**Your assignment**
Your task is to transcribe the entries below exactly, beginning with the line containing "Task: one point marks each instance of the blue" and ending with the final line, and to add nothing else.

::::

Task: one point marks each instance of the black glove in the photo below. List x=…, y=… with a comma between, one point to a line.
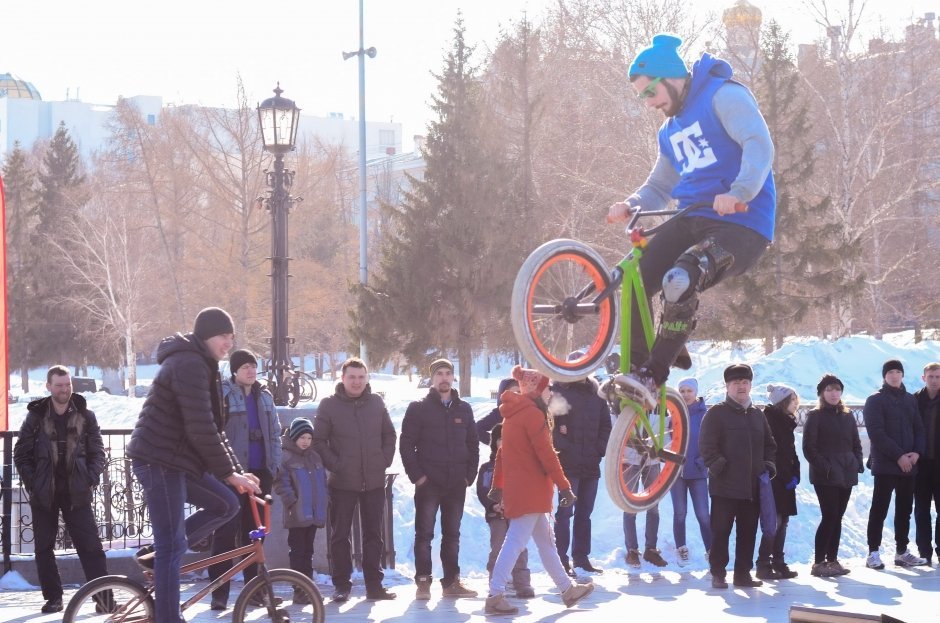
x=566, y=497
x=771, y=469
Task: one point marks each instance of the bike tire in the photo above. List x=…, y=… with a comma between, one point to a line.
x=128, y=601
x=555, y=272
x=285, y=583
x=629, y=433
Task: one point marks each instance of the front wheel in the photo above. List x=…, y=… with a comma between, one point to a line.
x=114, y=598
x=557, y=327
x=296, y=599
x=645, y=453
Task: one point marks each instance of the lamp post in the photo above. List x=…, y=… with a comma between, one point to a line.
x=279, y=118
x=363, y=216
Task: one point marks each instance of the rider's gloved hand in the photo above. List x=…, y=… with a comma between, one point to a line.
x=619, y=212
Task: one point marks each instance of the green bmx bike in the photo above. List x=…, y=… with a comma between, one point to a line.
x=565, y=300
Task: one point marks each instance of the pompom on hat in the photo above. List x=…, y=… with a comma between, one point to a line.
x=661, y=59
x=530, y=381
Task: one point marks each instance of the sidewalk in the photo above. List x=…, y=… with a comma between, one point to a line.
x=909, y=595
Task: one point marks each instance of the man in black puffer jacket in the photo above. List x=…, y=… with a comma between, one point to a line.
x=179, y=455
x=59, y=455
x=441, y=454
x=896, y=433
x=737, y=447
x=581, y=443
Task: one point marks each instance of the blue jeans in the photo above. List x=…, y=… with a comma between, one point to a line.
x=166, y=491
x=698, y=489
x=430, y=497
x=652, y=515
x=586, y=491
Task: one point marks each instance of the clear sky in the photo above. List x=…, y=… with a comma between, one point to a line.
x=190, y=51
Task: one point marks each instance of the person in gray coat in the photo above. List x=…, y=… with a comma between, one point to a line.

::::

**Response area**
Task: one point marks each instance of the blue jeans in the photo above. List x=…, y=… with a comma between, one point to a line.
x=166, y=491
x=698, y=489
x=430, y=497
x=652, y=515
x=586, y=491
Task: one point marks each instance of the clear sky in the photo above. List x=…, y=… with a comma between, one point to a line.
x=190, y=51
Task: one point marks each instance of the person in gray coat in the photo above. List x=…, y=… with a comma between, one point to a line.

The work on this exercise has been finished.